Diana, la solitudine di una principessa

Kristen Stewart, l’attrice che interpreta Lady D nel film Spencer descrive a Panorama difficoltà e profondità con cui si è preparata per uno dei ruoli più difficili della sua carriera. «Mi sono concentrata sulla sua empatia, sul suo calore umano contagioso e disarmante, sui suoi silenzi. Tutti pensavano di conoscerla, ma nessuno sapeva chi fosse veramente».


Riesce a immaginare quanto devono essere stati difficili i tre giorni prima che Lady Diana decidesse di abbandonare la famiglia reale britannica?». Kristen Stewart riassume così il cuore del film Spencer di Pablo Larrain che, dopo il debutto alla Mostra del cinema di Venezia, arriverà presto sugli schermi italiani. In questo 2022 d’altra parte ricorreranno i 25 anni dalla sua morte, avvenuta nel tunnel del Pont de l’Alma, a Parigi, il 31 agosto 1997, data che probabilmente vedrà anche l’uscita del documentario della Hbo intitolato The Princess.

Spencer racconta, sulla base di testimonianze di prima mano raccolte dallo sceneggiatore Steven Knight (Locke e Peaky Blinders), la crisi profonda che la principessa ebbe nei giorni delle feste, quando ormai la separazione e il successivo divorzio dal principe Carlo erano a un passo. «Dove cazzo sono finita?» dice Diana, interpretata da Kristen Stewart, nella prima scena di Spencer: la principessa è attesa a Sandringham House, residenza di villeggiatura della famiglia reale vicino Norfolk, per i festeggiamenti natalizi, ma nonostante sia nata in un villaggio a poca distanza da lì non riesce a trovare la strada.

Il ritardo è mal tollerato da Carlo e dalla Regina ed è solo l’antipasto di una serie di attriti che si dispiegheranno lungo tre giorni di permanenza nella lussuosa magione. Dove risulta chiaro che Diana è come un animale ferito, perché ha rinunciato alla propria libertà per rinchiudersi in una gabbia che solo a chi la guarda da fuori non pare tale.

RACCOLTA DEI DATI:
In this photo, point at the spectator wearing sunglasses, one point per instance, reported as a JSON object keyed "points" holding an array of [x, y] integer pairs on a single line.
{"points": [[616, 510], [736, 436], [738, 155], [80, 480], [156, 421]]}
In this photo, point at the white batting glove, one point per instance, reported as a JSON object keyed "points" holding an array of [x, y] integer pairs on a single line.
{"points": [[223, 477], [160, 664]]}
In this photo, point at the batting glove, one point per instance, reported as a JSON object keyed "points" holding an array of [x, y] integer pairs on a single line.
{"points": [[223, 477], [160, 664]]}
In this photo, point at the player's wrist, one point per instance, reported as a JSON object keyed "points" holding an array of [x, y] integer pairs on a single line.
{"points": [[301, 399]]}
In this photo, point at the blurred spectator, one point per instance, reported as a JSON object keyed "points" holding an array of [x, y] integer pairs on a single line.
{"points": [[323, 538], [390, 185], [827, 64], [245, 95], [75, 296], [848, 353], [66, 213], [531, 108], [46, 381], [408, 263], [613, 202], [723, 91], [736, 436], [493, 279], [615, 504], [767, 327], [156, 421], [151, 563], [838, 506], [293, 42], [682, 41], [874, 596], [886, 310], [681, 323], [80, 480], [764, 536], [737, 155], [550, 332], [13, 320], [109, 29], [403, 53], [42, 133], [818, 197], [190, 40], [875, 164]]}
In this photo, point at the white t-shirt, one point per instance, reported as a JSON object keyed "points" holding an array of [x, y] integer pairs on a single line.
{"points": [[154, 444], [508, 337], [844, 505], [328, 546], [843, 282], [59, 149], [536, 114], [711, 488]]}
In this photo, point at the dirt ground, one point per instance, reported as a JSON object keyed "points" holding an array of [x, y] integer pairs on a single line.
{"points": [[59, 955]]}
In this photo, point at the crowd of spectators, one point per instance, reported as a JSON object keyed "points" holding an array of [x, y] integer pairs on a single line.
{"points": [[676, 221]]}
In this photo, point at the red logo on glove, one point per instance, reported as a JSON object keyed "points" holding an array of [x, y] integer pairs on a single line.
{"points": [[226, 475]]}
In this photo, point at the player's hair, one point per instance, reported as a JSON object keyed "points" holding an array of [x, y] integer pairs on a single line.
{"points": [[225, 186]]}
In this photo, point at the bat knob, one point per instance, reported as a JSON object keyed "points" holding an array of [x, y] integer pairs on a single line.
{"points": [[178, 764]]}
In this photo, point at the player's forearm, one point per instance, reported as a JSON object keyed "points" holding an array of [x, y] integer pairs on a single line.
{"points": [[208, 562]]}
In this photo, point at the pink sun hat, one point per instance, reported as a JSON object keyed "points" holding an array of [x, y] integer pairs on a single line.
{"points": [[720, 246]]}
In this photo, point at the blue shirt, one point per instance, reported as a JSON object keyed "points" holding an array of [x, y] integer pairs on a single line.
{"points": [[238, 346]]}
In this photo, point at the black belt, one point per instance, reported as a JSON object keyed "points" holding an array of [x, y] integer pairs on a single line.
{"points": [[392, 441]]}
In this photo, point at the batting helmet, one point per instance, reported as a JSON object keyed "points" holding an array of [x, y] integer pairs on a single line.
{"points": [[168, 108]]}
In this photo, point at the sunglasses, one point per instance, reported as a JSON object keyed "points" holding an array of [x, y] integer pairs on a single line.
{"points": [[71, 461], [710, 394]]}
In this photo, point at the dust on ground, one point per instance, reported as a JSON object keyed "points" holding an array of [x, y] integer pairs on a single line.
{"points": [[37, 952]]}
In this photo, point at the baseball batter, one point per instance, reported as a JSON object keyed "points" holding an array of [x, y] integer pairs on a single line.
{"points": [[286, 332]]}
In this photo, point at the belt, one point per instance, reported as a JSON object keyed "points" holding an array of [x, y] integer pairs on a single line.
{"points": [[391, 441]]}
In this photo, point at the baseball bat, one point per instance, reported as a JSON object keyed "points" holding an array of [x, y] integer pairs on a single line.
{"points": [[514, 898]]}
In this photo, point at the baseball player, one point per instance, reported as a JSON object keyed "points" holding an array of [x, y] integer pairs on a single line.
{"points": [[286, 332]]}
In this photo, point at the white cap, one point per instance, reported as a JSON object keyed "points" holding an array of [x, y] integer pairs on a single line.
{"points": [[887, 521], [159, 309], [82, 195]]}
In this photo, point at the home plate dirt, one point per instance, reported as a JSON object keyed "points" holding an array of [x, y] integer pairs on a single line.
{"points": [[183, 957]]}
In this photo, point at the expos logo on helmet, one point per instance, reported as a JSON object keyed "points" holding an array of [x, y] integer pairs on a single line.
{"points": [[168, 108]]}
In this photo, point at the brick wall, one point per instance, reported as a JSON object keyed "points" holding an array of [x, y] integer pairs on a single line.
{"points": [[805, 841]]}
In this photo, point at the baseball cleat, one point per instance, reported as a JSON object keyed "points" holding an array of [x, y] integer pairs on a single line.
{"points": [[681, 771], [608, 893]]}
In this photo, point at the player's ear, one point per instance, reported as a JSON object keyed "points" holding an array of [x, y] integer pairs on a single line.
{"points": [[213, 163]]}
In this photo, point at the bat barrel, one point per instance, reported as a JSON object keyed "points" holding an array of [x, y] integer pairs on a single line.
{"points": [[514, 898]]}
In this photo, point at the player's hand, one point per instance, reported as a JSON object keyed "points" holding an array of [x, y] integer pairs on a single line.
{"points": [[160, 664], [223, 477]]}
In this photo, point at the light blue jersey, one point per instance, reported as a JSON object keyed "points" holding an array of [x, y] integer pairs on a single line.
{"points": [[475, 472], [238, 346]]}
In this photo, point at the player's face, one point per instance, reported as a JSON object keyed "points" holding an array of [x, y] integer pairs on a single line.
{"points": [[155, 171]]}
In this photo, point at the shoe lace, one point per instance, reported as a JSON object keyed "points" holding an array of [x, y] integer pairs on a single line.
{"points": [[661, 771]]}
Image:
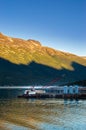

COMPITI DA SVOLGERE:
1. Chi ha raccolto le testimonianze di prima mano su cui si basa il film Spencer, secondo il testo su Diana?
2. Ricopia dal testo su Diana il brano compreso tra "Riesce a immaginare" e "intitolato The Princess.", estremi inclusi.
3. Prosegui il testo su Diana e il film Spencer, riprendendo dopo la sua ultima frase.

RISPOSTE:
1. Lo sceneggiatore Steven Knight.

2.
Riesce a immaginare quanto devono essere stati difficili i tre giorni prima che Lady Diana decidesse di abbandonare la famiglia reale britannica?». Kristen Stewart riassume così il cuore del film Spencer di Pablo Larrain che, dopo il debutto alla Mostra del cinema di Venezia, arriverà presto sugli schermi italiani. In questo 2022 d’altra parte ricorreranno i 25 anni dalla sua morte, avvenuta nel tunnel del Pont de l’Alma, a Parigi, il 31 agosto 1997, data che probabilmente vedrà anche l’uscita del documentario della Hbo intitolato The Princess.

3.
Non è stato facile per l’attrice resa celebre dalla saga di Twilight e cresciuta con film come Sils Maria e Seberg, accettare il ruolo dell’iconica principessa e trovare la chiave giusta per incarnarla: «Pablo Larrain mi ha chiesto se mi sarebbe interessato realizzare insieme questo poema per Diana» racconta l’attrice. «Non ero sicura di essere in grado di interpretarla ma mi sono detta che se avessi rinunciato non avrei dimostrato a me stessa coraggio. Mi ha sempre dato l’impressione che avesse questo calore umano contagioso, disarmante e pieno di empatia, ma che in lei ci fosse anche una parte estremamente privata. In fondo tutti credevano di conoscerla, eppure nessuno, a parte le persone più intime, sapeva chi fosse veramente. Ho pensato che se fosse entrata in una stanza non si poteva immaginare cosa aspettarsi da lei. Così mi sono convinta che non ci fosse un modo perfetto di ritrarla e questo ha reso per me le cose più semplici».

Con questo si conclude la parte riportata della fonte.